◆ **Goal**
Set out every item below as a Markdown table with the columns Row and Line. Give each non-blank line its own numbered row.

◆ **Records for the task**
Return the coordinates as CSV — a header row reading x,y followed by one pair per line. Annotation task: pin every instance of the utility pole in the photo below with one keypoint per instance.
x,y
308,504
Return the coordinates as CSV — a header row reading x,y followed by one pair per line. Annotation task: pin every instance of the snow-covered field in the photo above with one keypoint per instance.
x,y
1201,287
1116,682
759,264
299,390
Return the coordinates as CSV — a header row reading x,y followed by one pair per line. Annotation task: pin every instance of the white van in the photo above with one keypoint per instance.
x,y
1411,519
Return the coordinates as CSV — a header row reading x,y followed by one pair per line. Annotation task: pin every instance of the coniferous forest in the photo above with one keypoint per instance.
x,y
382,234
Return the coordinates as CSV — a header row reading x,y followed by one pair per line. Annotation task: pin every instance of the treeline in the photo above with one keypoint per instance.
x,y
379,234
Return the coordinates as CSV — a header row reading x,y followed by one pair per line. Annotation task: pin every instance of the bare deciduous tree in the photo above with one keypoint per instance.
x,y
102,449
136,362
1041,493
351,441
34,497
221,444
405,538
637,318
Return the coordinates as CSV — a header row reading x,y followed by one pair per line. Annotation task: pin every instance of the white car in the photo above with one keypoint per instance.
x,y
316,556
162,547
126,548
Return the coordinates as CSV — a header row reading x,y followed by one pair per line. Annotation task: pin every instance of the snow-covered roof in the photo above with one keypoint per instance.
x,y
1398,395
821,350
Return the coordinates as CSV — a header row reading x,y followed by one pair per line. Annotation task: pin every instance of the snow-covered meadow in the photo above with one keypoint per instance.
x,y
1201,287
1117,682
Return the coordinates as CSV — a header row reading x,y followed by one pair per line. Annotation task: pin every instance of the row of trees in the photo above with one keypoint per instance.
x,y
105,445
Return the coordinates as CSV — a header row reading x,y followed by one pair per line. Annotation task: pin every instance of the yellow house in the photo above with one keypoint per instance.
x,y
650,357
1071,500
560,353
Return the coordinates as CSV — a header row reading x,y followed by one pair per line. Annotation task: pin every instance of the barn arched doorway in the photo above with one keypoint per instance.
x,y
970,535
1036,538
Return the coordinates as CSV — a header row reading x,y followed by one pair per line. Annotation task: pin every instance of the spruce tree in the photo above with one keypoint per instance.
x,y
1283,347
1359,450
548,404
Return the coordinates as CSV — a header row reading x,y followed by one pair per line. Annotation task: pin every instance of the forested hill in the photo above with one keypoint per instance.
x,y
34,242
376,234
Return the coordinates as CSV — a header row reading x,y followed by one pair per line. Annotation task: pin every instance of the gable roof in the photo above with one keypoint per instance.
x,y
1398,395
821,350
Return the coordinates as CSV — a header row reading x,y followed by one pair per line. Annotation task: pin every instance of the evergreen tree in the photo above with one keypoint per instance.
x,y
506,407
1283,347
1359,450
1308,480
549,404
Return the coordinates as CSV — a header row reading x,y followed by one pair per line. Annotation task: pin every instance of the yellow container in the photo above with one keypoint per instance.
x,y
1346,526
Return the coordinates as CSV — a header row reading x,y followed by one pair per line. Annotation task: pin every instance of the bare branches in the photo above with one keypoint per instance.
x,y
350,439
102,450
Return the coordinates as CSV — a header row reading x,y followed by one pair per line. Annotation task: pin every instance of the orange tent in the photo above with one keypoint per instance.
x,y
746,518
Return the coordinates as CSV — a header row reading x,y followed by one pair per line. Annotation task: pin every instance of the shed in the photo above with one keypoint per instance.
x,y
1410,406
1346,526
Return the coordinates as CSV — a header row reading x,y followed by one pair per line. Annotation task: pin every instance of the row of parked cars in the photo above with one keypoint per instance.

◆ **Expected output**
| Row | Line |
|---|---|
| 1 | Return the coordinates as CSV — a header row reading x,y followed by one pair per line. Annotation task: pin every instance of the utility pole in the photo below with one keypoint per instance. |
| 2 | x,y |
| 3 | 308,504 |
| 4 | Return the coordinates as CSV — a header row reading x,y followed by one pair per line. Annotation task: pin every instance of the snow-covered field in the photo above with one keypoint per instance. |
| 5 | x,y |
| 6 | 1201,287 |
| 7 | 1116,682 |
| 8 | 759,264 |
| 9 | 299,390 |
| 10 | Return the coordinates as CSV — a header row reading x,y followed by one pair per line. Annotation task: pin every instance of the white van in the photo above with one keypoint per instance. |
| 11 | x,y |
| 12 | 1411,519 |
| 13 | Return the coordinates as CSV — a header row reading x,y followed by one pair per line. Annotation task: pin every instance of the coniferous forest in the photo above with one keypoint per instance. |
| 14 | x,y |
| 15 | 382,234 |
| 16 | Return the coordinates as CSV — a header row reading x,y followed by one pair per line. Annotation task: pin every instance of the treeline in the photo above with one keypoint per instance. |
| 17 | x,y |
| 18 | 379,234 |
| 19 | Return the coordinates as CSV — a header row reading x,y followed by one pair per line. Annotation task: pin every instance of the bare deciduous tree in the photo above with one keypoint per instance. |
| 20 | x,y |
| 21 | 102,449 |
| 22 | 136,362 |
| 23 | 1041,493 |
| 24 | 351,441 |
| 25 | 34,497 |
| 26 | 221,444 |
| 27 | 405,538 |
| 28 | 637,318 |
| 29 | Return the coordinates as CSV — a header row reading x,y followed by one pair per line. Annotation task: pin every instance of the white car in the photo above with one keypoint per instance. |
| 30 | x,y |
| 31 | 316,556 |
| 32 | 162,547 |
| 33 | 126,548 |
| 34 | Return the coordinates as CSV — a header row reading x,y followed by one pair per line. Annotation task: pin every instance of the snow-covered roof in the photo above with one keypoint per instance. |
| 35 | x,y |
| 36 | 1398,395 |
| 37 | 821,350 |
| 38 | Return the coordinates as CSV — a header row reading x,y followed by one pair per line. Annotation task: pin every instance of the snow-covered meadow in the photo above with one keypoint per instance. |
| 39 | x,y |
| 40 | 1201,287 |
| 41 | 1117,682 |
| 42 | Return the coordinates as CSV — a header row reading x,y followed by one pair per line. Annotation task: pin every instance of the row of trees in the photo above with one keypoint per instance. |
| 43 | x,y |
| 44 | 105,445 |
| 45 | Return the coordinates as CSV — a header row reading x,y followed by one pair per line. Annotation task: pin every instance of the yellow house in the photo above with one keypoint per instance. |
| 46 | x,y |
| 47 | 650,357 |
| 48 | 1071,500 |
| 49 | 560,353 |
| 50 | Return the coordinates as CSV — a header row reading x,y followed by one pair per line. Annotation task: pin every instance of the barn arched doorway in the photo above with one keypoint per instance. |
| 51 | x,y |
| 52 | 970,535 |
| 53 | 1036,538 |
| 54 | Return the coordinates as CSV — a header row reading x,y followed by one pair per line. Annotation task: pin every instance of the spruce tree in the photo above with one keypoint per instance. |
| 55 | x,y |
| 56 | 1283,347 |
| 57 | 1359,450 |
| 58 | 548,404 |
| 59 | Return the coordinates as CSV — a header row reading x,y followed by one pair per line. Annotation task: pin every instance of the forested hill in the photo above with one keypoint per instance. |
| 60 | x,y |
| 61 | 34,242 |
| 62 | 376,234 |
| 63 | Return the coordinates as CSV — a header row reading x,y followed by one pair per line. Annotation task: pin every instance of the gable roof in the photo above with one keypoint per instance. |
| 64 | x,y |
| 65 | 1398,395 |
| 66 | 821,350 |
| 67 | Return the coordinates as CSV — a header row reading x,y followed by one pair per line. Annotation task: pin every instance of the evergreen tree in the photo above with one keypoint per instance. |
| 68 | x,y |
| 69 | 506,407 |
| 70 | 1283,347 |
| 71 | 1359,450 |
| 72 | 1308,480 |
| 73 | 549,404 |
| 74 | Return the coordinates as CSV — a header row reading x,y followed by one pair per line. Annotation task: pin every instance of the yellow container in the photo above with one keypoint per instance. |
| 75 | x,y |
| 76 | 1346,526 |
| 77 | Return the coordinates as CSV — a header row reading x,y followed by one pair per line. Annotation task: pin every instance of the bare branches in the photo above with one keypoint per instance. |
| 78 | x,y |
| 79 | 350,439 |
| 80 | 102,450 |
| 81 | Return the coordinates as CSV — a header row reading x,y followed by one pair per line. Annotation task: pin every instance of the orange tent in the photo above with one keypoint per instance. |
| 82 | x,y |
| 83 | 746,518 |
| 84 | Return the coordinates as CSV — a header row reading x,y followed by one pair per line. Annotation task: pin every instance of the shed in the photo above with one keypoint per instance. |
| 85 | x,y |
| 86 | 1410,406 |
| 87 | 1346,526 |
| 88 | Return the coordinates as CSV — a header row reading x,y followed by one pair per line. Annotation task: pin every instance of the row of parked cars in the photo above with one keypoint per instance. |